Kolom

Membongkar Mitos Stagnasi: Tradisi Syarah-Hasyiyah Sebagai Manifestasi Kreativitas dan Dialektika dalam Peradaban Islam Nusantara

Muhammad Fauzinudin Faiz

Muhammad Fauzinudin Faiz

Dalam perjalanan intelektual Islam pasca-klasik, kita disuguhi oleh tradisi kesarjanaan yang dominan dalam format karya dengan komentar berangkap, atau yang dikenal dengan istilah Syarah dan Hasyiyah (multi-layered commentaries). Namun, pandangan umum terhadap tradisi ini sering kali menempatkannya dalam konteks stagnasi, di mana kreativitas dianggap melemah, dan kegiatan intelektual terbatas pada reproduksi khazanah yang sudah ada. Argumen ini mencuatkan klaim bahwa tradisi penulisan kesarjanaan Islam pada periode ini hanya sebatas "komentar" atas beberapa karya otoritatif sebelumnya.

Nurcholis Madjid dan Jalaluddin Rakhmat mengembangkan pandangan ini dengan mengaitkannya dengan pembakuan Mazhab Fiqh, menuduh bahwa arus taklid telah membunuh kreativitas dalam tradisi kesarjanaan Islam. Bahkan, mereka menilai tradisi syarah sebagai aktivitas "pseudo-ilmiah" yang membuka pintu bagi kemungkinan stagnasi lebih lanjut, terutama dengan munculnya tradisi ḥāsyiah, yang merupakan "komentar" atas "komentar." Namun, klaim ini perlu dievaluasi karena terlalu membatasi diri pada konteks literatur Fiqh Islam, tanpa mempertimbangkan dinamika yang terjadi dalam disiplin keilmuan lain.

Studi yang melibatkan beberapa disiplin keilmuan, seperti Tafsir al-Qur'an, Hadis, Tasawuf, Filsafat-Logika, dan literatur lainnya, menunjukkan bahwa tradisi serupa juga terjadi dalam disiplin keilmuan lain. Argumentasi yang hanya berfokus pada konteks literatur Fiqh Islam terlalu tergesa-gesa dalam melakukan generalisasi. Pemikiran Madjid dan Rakhmat juga terbatas pada telaah tekstual, tanpa mempertimbangkan konteks sosio-historis masing-masing literatur.

SASARAN TUGAS:
[1] Tukar "tradisi kesarjanaan" dengan "tradisi keilmuan" saat menyalin ulang kolom tentang tradisi syarah-hasyiyah antara "Membongkar Mitos Stagnasi: Tradisi" dan "karya otoritatif sebelumnya.", inklusif.
[2] Teruskan kolom tentang tradisi syarah-hasyiyah dengan bagian berikutnya, dimulai sesudah kalimat terakhirnya.
Baris-baris di bawah ini diambil dari sumber yang berbeda.

Entri data yang terkumpul
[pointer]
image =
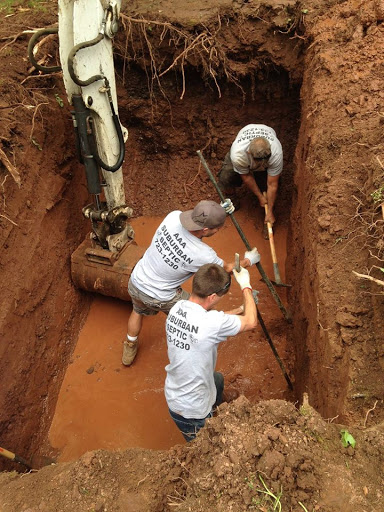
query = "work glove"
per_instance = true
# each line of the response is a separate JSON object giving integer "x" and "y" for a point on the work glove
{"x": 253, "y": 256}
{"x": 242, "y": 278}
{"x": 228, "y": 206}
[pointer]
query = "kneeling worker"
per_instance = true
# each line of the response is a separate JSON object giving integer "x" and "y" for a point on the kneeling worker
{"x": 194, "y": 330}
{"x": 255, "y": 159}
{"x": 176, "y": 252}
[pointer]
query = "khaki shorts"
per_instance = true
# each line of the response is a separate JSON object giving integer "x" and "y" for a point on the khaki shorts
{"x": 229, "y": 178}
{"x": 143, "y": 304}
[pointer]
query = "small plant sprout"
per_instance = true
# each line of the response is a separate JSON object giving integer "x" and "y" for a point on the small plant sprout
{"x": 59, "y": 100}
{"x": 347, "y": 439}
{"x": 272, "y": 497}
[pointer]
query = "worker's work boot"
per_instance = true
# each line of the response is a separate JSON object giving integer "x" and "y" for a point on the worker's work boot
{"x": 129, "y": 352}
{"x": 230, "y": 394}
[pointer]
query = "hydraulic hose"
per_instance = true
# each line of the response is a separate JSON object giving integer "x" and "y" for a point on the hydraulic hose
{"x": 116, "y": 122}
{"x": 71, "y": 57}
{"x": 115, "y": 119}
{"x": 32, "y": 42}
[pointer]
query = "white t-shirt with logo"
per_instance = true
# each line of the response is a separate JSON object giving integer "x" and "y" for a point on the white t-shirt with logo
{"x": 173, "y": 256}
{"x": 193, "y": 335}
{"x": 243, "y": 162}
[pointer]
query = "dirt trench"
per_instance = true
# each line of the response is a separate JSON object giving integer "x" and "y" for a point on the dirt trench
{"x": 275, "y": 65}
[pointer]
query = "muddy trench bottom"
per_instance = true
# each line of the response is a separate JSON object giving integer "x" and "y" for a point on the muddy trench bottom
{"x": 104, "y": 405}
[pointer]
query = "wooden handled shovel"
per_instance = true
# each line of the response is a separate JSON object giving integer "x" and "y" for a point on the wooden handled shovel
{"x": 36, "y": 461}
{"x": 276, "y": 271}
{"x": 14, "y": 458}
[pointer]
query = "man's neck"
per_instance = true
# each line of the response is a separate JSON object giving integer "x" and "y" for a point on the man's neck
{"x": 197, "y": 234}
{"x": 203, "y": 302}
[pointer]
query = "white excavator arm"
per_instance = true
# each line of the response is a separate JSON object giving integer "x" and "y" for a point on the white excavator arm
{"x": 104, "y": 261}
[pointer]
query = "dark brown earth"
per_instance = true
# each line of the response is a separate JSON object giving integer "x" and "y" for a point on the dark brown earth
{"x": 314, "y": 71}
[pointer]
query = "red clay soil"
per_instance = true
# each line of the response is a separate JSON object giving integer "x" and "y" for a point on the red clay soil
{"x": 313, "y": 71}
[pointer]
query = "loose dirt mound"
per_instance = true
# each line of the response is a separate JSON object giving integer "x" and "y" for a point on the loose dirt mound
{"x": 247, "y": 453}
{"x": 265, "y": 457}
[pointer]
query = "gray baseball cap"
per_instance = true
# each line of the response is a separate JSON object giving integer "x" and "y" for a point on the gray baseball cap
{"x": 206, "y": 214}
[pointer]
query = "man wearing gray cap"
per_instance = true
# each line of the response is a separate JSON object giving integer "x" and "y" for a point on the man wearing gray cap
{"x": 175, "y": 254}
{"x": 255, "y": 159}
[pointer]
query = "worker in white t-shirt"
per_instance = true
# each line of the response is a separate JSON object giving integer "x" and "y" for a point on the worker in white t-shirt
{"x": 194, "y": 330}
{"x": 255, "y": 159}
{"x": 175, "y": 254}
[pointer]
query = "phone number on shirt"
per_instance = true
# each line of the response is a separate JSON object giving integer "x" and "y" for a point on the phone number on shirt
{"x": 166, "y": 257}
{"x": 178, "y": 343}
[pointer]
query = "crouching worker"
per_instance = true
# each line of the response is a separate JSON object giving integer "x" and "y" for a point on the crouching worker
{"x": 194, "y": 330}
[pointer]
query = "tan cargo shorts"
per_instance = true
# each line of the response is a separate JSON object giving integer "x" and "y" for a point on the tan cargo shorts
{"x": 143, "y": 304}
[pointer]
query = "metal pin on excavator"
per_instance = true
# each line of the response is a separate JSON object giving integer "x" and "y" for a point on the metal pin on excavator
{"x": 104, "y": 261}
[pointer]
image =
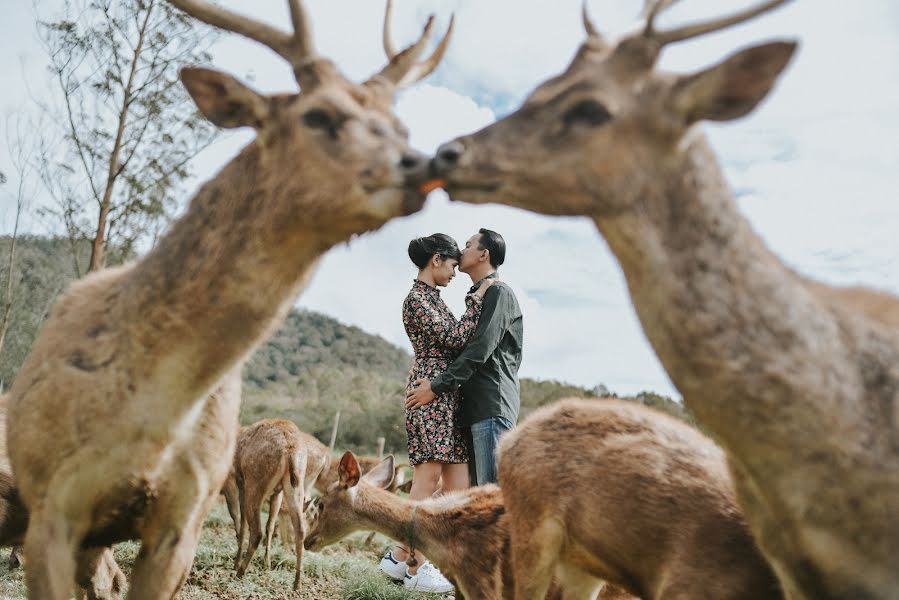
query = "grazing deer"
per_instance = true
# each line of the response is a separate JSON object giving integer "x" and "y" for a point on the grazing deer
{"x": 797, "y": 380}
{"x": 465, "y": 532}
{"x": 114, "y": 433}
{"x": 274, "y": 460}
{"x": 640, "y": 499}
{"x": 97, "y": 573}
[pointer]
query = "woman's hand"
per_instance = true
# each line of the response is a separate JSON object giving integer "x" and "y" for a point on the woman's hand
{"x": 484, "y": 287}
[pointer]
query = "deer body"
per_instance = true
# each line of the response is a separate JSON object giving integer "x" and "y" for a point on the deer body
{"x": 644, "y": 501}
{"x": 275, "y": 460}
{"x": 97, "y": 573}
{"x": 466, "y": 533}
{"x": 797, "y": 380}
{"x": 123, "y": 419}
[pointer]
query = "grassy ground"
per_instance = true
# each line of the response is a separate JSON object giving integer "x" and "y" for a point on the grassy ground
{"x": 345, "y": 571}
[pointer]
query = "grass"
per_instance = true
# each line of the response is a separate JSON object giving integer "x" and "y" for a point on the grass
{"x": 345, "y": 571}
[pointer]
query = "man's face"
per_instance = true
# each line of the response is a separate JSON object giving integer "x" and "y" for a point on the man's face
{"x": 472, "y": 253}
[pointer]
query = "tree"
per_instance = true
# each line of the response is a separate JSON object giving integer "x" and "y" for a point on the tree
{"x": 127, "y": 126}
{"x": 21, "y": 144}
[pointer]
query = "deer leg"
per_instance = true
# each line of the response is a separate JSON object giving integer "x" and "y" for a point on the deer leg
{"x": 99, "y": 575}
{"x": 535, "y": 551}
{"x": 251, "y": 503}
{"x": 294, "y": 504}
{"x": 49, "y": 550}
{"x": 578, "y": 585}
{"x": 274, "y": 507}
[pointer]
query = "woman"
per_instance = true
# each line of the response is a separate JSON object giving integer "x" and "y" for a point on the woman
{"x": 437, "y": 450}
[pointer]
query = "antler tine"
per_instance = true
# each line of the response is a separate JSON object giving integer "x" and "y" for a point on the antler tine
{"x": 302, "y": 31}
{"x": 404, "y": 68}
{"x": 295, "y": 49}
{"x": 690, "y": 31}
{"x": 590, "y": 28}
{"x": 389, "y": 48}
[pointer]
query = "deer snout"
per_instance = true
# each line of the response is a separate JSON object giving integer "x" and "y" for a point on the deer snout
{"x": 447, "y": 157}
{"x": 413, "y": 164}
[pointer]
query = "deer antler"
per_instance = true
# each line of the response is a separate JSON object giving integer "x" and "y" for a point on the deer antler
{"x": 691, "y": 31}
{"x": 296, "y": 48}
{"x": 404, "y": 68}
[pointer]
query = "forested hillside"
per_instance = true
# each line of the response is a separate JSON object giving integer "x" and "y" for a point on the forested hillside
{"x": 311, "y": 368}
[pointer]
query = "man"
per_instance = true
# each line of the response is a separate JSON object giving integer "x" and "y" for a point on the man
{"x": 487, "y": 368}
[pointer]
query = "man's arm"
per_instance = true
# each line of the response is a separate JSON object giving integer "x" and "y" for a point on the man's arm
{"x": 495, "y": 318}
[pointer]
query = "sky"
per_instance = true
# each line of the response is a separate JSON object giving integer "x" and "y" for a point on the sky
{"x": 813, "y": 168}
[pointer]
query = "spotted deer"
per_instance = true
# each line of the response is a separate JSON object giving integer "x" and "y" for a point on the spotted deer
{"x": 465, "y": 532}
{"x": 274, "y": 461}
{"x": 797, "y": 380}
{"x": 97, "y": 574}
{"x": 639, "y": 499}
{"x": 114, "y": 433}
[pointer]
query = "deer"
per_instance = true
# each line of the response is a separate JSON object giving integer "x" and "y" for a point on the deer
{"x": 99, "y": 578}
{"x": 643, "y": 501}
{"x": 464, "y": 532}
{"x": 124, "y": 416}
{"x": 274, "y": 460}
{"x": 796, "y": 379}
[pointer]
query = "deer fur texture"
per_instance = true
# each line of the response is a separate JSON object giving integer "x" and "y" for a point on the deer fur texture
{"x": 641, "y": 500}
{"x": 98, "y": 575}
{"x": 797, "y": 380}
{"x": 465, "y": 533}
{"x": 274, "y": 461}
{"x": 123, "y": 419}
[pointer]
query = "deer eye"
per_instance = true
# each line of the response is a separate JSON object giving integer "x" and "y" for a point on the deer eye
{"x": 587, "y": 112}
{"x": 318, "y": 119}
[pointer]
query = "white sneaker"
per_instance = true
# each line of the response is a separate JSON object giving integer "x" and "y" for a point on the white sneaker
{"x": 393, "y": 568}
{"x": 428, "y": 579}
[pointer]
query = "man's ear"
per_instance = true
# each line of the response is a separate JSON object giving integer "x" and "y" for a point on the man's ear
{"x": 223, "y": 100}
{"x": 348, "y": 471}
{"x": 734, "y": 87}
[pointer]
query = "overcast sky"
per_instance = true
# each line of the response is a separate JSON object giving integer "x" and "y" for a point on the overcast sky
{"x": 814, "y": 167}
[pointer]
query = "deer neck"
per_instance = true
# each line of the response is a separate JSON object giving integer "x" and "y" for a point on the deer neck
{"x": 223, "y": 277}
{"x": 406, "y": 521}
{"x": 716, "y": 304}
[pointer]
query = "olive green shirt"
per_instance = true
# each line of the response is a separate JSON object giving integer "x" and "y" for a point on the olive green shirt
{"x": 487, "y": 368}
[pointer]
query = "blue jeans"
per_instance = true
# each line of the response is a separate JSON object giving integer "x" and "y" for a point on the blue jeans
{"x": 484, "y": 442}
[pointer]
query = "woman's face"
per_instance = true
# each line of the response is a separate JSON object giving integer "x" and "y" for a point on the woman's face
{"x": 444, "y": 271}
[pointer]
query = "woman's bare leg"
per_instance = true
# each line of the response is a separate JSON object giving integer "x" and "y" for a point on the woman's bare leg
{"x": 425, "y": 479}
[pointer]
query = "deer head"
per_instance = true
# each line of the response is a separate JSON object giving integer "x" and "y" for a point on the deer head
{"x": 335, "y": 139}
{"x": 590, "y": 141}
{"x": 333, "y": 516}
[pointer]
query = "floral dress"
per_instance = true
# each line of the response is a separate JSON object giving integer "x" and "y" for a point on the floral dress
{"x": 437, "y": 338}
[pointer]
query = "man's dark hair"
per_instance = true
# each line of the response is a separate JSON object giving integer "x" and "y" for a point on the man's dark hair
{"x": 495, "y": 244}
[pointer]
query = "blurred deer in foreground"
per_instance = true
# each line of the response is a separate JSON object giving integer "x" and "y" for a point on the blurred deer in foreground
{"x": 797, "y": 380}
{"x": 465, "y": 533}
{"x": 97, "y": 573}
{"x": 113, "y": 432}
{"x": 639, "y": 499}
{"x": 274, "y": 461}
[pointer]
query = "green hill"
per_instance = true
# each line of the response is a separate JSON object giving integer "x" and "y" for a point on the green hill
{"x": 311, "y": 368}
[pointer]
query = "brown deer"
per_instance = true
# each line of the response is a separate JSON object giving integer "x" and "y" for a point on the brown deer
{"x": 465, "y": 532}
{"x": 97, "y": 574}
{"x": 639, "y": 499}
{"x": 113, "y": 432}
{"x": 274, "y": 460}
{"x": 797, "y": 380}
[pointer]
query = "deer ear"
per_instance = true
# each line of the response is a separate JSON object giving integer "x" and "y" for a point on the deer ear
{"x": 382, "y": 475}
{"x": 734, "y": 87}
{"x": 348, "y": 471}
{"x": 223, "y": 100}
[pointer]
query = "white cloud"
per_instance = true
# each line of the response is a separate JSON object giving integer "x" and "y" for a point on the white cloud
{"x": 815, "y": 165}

JAWABAN:
[1]
Membongkar Mitos Stagnasi: Tradisi Syarah-Hasyiyah Sebagai Manifestasi Kreativitas dan Dialektika dalam Peradaban Islam Nusantara

Muhammad Fauzinudin Faiz

Muhammad Fauzinudin Faiz

Dalam perjalanan intelektual Islam pasca-klasik, kita disuguhi oleh tradisi keilmuan yang dominan dalam format karya dengan komentar berangkap, atau yang dikenal dengan istilah Syarah dan Hasyiyah (multi-layered commentaries). Namun, pandangan umum terhadap tradisi ini sering kali menempatkannya dalam konteks stagnasi, di mana kreativitas dianggap melemah, dan kegiatan intelektual terbatas pada reproduksi khazanah yang sudah ada. Argumen ini mencuatkan klaim bahwa tradisi penulisan kesarjanaan Islam pada periode ini hanya sebatas "komentar" atas beberapa karya otoritatif sebelumnya.

[2]
Dalam konteks ini, tulisan ini menjadi sebuah suplemen bagi beberapa kajian terkait, khususnya terhadap karya-karya yang dapat disebut sebagai commentary literature (syarah/hasyiyah) dalam konteks sejarah Islam Nusantara. Fokusnya jatuh pada kitab syarḥ yang berjudul Inārat al-Dujā Syarḥ Tanwīr al-Ḥijā Naẓm Safīnat al-Najā karya Muḥammad ‘Ali bin Ḥusain al-Mālikī al-Makkī. Kitab ini menjadi objek yang menarik karena bukan hanya mencerminkan kolaborasi internasional Ulama Nusantara dengan jaringan Ulama Hijaz pada awal abad ke-20, tetapi juga menghadirkan nuansa dialektis yang melibatkan pen-syarah dan penulis naẓm.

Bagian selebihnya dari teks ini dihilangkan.